▸ **WHAT TO WORK ON**: Update the data below by swapping each "locate_target" for "get_target_boxes" and keeping everything else the same.

[Records from a collection]
Start
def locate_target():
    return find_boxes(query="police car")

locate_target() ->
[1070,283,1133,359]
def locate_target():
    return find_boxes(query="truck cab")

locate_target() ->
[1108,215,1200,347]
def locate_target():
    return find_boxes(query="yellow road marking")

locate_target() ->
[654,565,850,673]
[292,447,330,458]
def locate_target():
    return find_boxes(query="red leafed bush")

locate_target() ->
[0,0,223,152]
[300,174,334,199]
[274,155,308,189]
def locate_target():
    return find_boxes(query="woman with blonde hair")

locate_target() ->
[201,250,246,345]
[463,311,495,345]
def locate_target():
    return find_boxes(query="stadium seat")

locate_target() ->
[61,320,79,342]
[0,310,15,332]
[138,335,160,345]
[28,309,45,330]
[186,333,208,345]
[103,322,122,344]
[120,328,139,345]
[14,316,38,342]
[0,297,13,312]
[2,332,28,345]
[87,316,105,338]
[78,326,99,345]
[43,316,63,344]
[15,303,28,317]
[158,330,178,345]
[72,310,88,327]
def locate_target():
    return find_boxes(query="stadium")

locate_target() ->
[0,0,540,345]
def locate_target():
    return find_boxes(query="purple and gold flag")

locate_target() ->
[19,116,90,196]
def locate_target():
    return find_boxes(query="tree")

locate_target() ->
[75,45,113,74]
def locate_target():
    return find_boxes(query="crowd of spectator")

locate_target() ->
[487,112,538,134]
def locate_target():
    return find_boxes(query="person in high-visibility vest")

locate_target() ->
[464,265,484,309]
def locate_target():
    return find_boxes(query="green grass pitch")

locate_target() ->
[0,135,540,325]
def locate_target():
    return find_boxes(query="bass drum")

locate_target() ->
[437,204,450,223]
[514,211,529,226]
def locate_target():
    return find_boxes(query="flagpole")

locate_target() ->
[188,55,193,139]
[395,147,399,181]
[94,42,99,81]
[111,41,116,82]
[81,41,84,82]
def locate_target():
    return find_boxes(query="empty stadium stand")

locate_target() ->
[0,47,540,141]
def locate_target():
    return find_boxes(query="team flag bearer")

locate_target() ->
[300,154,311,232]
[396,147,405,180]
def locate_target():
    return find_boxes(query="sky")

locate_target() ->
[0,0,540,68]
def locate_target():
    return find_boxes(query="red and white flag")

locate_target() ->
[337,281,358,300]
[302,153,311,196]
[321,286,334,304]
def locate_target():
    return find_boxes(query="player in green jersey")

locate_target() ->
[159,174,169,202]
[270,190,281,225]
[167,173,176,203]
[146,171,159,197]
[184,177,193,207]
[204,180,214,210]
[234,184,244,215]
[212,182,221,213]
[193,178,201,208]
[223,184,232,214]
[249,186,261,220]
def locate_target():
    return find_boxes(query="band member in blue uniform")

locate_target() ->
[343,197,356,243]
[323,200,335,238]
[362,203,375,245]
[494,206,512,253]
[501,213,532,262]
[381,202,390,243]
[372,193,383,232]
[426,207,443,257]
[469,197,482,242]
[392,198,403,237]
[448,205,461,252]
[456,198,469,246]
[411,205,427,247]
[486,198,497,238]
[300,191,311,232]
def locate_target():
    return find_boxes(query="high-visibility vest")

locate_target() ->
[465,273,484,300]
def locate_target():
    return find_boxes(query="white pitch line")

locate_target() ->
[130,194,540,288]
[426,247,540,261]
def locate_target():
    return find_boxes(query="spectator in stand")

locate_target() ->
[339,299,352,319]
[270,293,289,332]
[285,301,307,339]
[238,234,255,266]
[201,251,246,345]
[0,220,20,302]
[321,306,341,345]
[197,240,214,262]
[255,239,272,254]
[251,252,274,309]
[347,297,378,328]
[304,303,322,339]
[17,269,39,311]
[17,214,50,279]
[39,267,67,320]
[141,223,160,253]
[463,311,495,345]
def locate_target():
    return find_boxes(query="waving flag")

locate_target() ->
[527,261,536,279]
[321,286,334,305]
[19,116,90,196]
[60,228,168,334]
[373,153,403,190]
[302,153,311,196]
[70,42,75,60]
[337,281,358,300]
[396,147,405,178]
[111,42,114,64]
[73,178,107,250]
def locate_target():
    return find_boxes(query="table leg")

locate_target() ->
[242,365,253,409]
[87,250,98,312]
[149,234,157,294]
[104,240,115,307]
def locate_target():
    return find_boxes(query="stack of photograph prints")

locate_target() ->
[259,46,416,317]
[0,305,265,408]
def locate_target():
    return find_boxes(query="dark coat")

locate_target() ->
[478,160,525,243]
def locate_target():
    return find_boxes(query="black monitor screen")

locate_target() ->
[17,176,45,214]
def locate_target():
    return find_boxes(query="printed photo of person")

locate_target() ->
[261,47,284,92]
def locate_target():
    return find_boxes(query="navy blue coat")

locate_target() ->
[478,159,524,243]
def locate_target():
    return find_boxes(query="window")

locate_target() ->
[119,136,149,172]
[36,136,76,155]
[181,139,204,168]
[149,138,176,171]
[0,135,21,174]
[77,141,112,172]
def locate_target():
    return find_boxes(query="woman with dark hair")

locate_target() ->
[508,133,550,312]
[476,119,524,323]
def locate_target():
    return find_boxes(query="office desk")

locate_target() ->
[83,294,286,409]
End
▸ **TASK SOLUTION**:
def get_target_boxes():
    return find_boxes(query="police car")

get_target_boxes() ->
[1070,283,1133,359]
def get_target_boxes():
    return find_boxes(query="truck cab")

get_target_boxes() ->
[1108,215,1200,347]
def get_target_boxes():
    return find_boxes(query="yellow road marking")

get_target_boxes() ->
[654,565,850,673]
[292,447,330,458]
def get_target_boxes():
    return find_boxes(query="red leafed bush")

get_target_boxes() ->
[0,0,223,152]
[300,174,334,199]
[274,155,308,189]
def get_target_boxes():
    return find_boxes(query="woman with blonde hair")

get_target_boxes() ->
[201,250,246,345]
[463,311,495,345]
def get_target_boxes():
    return find_boxes(query="stadium seat")

get_target_boxes() ->
[61,320,79,342]
[0,310,15,332]
[138,335,160,345]
[28,309,45,330]
[186,333,208,345]
[103,322,122,344]
[120,328,139,345]
[14,316,38,342]
[0,297,13,312]
[2,332,28,345]
[87,316,105,338]
[78,326,99,345]
[43,316,63,344]
[15,303,28,317]
[158,330,178,345]
[72,310,88,327]
def get_target_boxes():
    return find_boxes(query="stadium")

get_target_boxes() ->
[0,0,540,345]
def get_target_boxes():
    return find_boxes(query="purple and gold flag")

get_target_boxes() ->
[19,116,90,196]
def get_target_boxes():
    return find_boxes(query="tree")

get_target_boxes() ->
[75,45,113,74]
def get_target_boxes():
    return find_boxes(query="crowd of spectator")

get_target_boxes() ->
[487,112,538,134]
def get_target_boxes():
    return find_boxes(query="person in high-visibility vest")

get_target_boxes() ->
[464,265,484,309]
def get_target_boxes():
    return find_boxes(query="green grass pitch")

get_target_boxes() ->
[0,135,540,325]
def get_target_boxes():
    return find_boxes(query="bass drum")

get_target_boxes() ->
[437,204,450,223]
[514,211,529,226]
def get_target_boxes():
    return find_boxes(query="flagpole")

get_target_boxes() ->
[188,55,193,139]
[395,147,399,181]
[94,42,99,81]
[111,41,116,82]
[81,41,84,82]
def get_target_boxes():
    return find_boxes(query="empty stadium stand")

get_target_boxes() ->
[0,47,540,141]
def get_target_boxes():
    return find_boxes(query="team flag bearer")

get_target_boxes() ->
[300,154,311,232]
[396,147,405,180]
def get_target_boxes():
    return find_boxes(query="sky")

get_target_boxes() ->
[0,0,540,68]
def get_target_boxes():
    return find_boxes(query="red and white flag")

get_target_boxes() ->
[337,281,358,300]
[302,153,311,196]
[321,286,334,304]
def get_target_boxes():
    return find_boxes(query="player in green jersey")

get_target_boxes() ->
[159,174,169,202]
[270,190,281,225]
[167,173,176,203]
[146,171,159,197]
[184,177,193,207]
[204,180,214,210]
[234,184,244,215]
[212,182,221,213]
[193,178,201,208]
[223,184,232,214]
[249,186,261,220]
def get_target_boxes():
    return find_boxes(query="band member in blue uniform")

get_target_boxes() ->
[343,197,356,243]
[323,200,335,238]
[362,203,375,245]
[494,206,512,253]
[501,213,532,262]
[381,202,390,243]
[372,193,383,232]
[426,207,443,257]
[469,197,482,242]
[392,198,403,237]
[448,205,461,252]
[456,198,469,246]
[411,205,427,247]
[486,198,497,238]
[300,191,311,232]
def get_target_boxes():
    return find_boxes(query="high-visibility vest")

get_target_boxes() ->
[465,273,484,300]
def get_target_boxes():
    return find_boxes(query="white pitch line")

get_target_boxes() ->
[130,194,540,288]
[426,247,540,261]
def get_target_boxes():
    return find_boxes(query="spectator in stand")

get_target_boxes() ->
[339,299,352,319]
[270,293,289,332]
[285,301,307,339]
[238,234,255,266]
[201,251,246,345]
[0,220,20,302]
[321,306,341,345]
[197,240,214,262]
[255,239,272,254]
[251,252,274,309]
[347,297,378,328]
[304,303,322,339]
[17,269,39,311]
[17,214,50,279]
[39,267,67,320]
[141,223,160,253]
[463,311,495,345]
def get_target_boxes():
    return find_boxes(query="waving flag")

get_target_boxes() ->
[527,261,536,279]
[321,286,334,305]
[19,116,90,196]
[60,228,168,334]
[373,153,403,190]
[302,153,311,196]
[70,42,75,60]
[337,281,358,300]
[396,147,405,178]
[111,42,114,64]
[73,178,107,250]
def get_target_boxes():
    return find_boxes(query="table leg")

get_target_boxes() ->
[242,365,253,409]
[87,250,98,312]
[149,234,157,294]
[104,240,115,307]
def get_target_boxes():
    return find_boxes(query="stack of photograph prints")

get_target_boxes() ->
[259,46,416,317]
[0,305,265,408]
def get_target_boxes():
    return find_boxes(query="dark coat")

get_target_boxes() ->
[478,160,525,243]
def get_target_boxes():
    return find_boxes(query="black monitor screen")

get_target_boxes() ->
[17,176,45,214]
def get_target_boxes():
    return find_boxes(query="printed photo of person")

get_target_boxes() ->
[261,47,284,92]
def get_target_boxes():
    return find_boxes(query="navy blue coat")

get_target_boxes() ->
[478,159,524,243]
def get_target_boxes():
    return find_boxes(query="window")

get_target_boxes() ->
[119,136,149,172]
[36,136,76,155]
[181,139,204,168]
[149,138,176,171]
[0,135,21,174]
[77,141,112,172]
def get_target_boxes():
    return find_boxes(query="woman with dark hair")

get_target_boxes() ->
[508,133,550,312]
[476,119,524,323]
def get_target_boxes():
    return find_boxes(query="office desk")

get_target_boxes() ->
[83,294,286,409]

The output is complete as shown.